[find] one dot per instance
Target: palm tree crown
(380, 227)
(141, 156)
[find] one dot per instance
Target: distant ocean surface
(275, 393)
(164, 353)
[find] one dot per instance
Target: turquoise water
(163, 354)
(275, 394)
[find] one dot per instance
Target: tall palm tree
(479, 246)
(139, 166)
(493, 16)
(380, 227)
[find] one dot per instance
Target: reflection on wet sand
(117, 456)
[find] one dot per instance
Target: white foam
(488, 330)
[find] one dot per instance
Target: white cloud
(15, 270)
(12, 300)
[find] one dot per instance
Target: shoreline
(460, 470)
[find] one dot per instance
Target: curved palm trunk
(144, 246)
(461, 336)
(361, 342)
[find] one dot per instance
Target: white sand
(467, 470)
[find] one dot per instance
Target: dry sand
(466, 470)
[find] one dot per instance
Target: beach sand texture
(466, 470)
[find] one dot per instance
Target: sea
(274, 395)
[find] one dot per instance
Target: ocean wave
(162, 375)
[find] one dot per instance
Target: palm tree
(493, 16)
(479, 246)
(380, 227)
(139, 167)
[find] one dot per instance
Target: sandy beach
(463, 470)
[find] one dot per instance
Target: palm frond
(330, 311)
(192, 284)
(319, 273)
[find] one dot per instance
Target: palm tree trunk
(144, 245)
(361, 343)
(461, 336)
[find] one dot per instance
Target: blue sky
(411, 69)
================
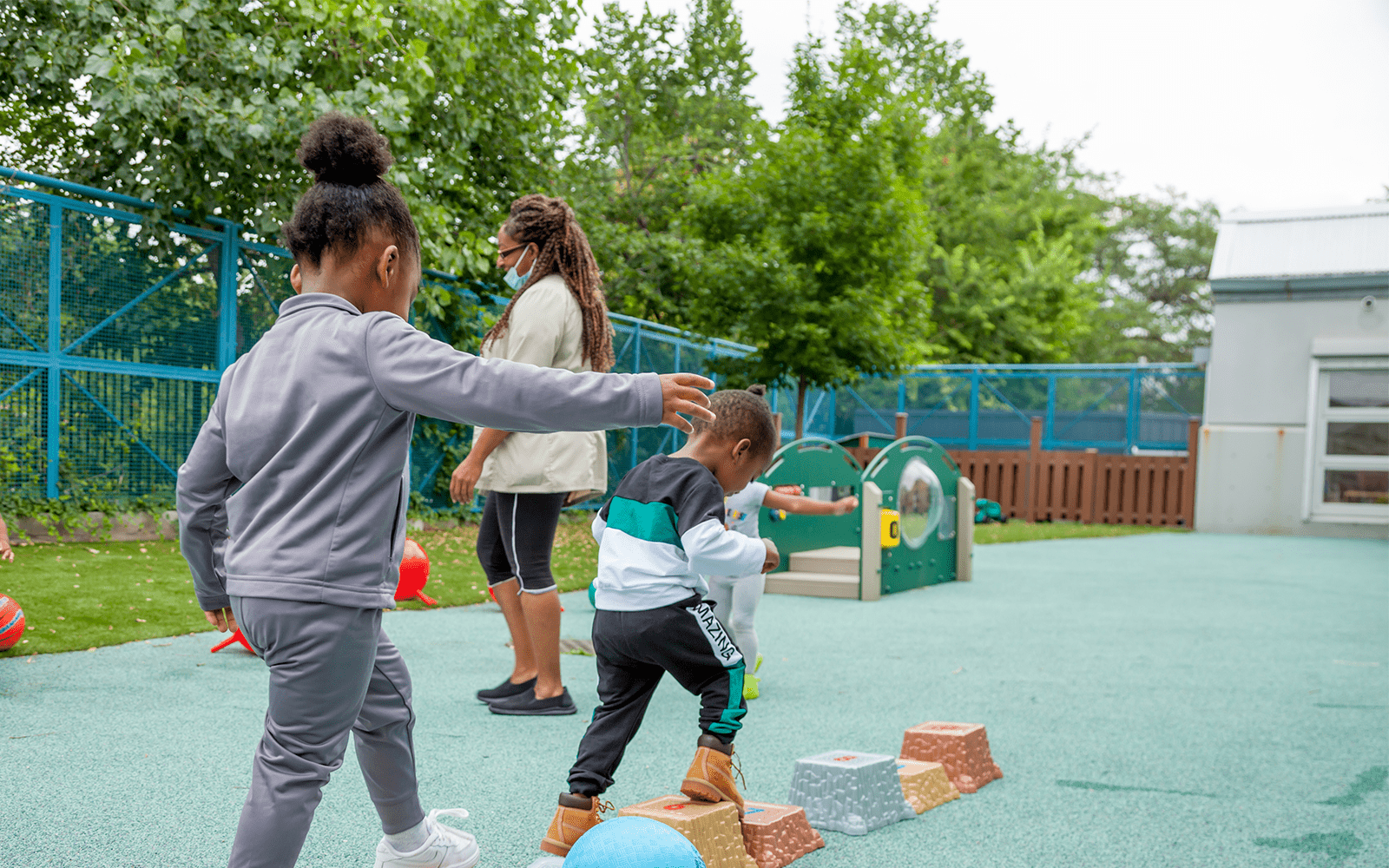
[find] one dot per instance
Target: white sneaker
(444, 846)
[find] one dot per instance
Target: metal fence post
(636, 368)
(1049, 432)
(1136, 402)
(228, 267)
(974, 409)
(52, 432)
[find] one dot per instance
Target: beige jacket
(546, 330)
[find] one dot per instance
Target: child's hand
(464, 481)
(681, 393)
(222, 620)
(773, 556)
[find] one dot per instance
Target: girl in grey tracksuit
================
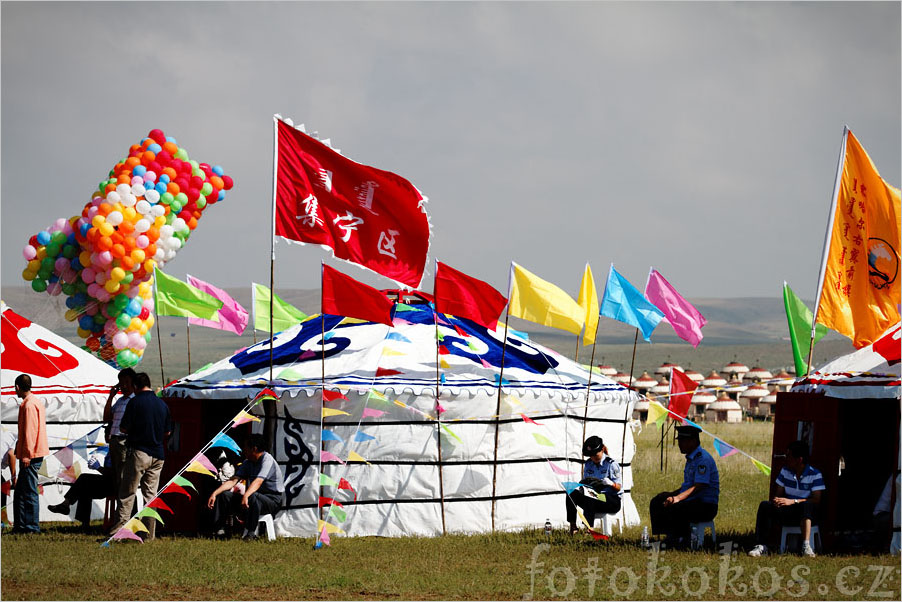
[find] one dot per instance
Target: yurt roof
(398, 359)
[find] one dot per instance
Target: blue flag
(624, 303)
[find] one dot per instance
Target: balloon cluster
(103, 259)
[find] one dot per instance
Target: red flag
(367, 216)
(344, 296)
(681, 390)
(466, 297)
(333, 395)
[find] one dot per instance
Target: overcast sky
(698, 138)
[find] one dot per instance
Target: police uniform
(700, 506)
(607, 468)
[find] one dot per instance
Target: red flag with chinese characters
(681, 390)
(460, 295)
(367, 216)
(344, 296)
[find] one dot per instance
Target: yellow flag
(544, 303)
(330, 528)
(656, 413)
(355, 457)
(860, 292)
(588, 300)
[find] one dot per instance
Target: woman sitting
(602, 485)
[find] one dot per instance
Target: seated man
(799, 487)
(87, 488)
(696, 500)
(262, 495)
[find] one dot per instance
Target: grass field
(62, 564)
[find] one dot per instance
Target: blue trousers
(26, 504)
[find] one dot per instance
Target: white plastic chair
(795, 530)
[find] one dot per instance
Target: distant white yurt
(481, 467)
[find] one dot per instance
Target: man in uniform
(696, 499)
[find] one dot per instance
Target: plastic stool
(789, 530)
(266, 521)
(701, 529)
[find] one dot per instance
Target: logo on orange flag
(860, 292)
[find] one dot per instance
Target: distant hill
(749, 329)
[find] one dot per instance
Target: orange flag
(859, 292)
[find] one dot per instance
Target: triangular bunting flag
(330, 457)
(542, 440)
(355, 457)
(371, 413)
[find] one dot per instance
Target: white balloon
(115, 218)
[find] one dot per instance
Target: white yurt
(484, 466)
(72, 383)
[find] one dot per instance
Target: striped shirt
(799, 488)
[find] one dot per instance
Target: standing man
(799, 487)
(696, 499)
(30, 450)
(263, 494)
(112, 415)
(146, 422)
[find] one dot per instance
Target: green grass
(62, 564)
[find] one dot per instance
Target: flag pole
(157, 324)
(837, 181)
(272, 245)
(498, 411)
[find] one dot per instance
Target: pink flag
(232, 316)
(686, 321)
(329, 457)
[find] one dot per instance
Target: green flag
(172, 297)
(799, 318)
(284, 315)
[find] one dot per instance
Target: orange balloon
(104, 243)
================
Which lines in the material above contain the string "balloon", matching case exactly? Copy each of those lines in full.

Target: balloon cluster
Target: white balloon
Target: orange balloon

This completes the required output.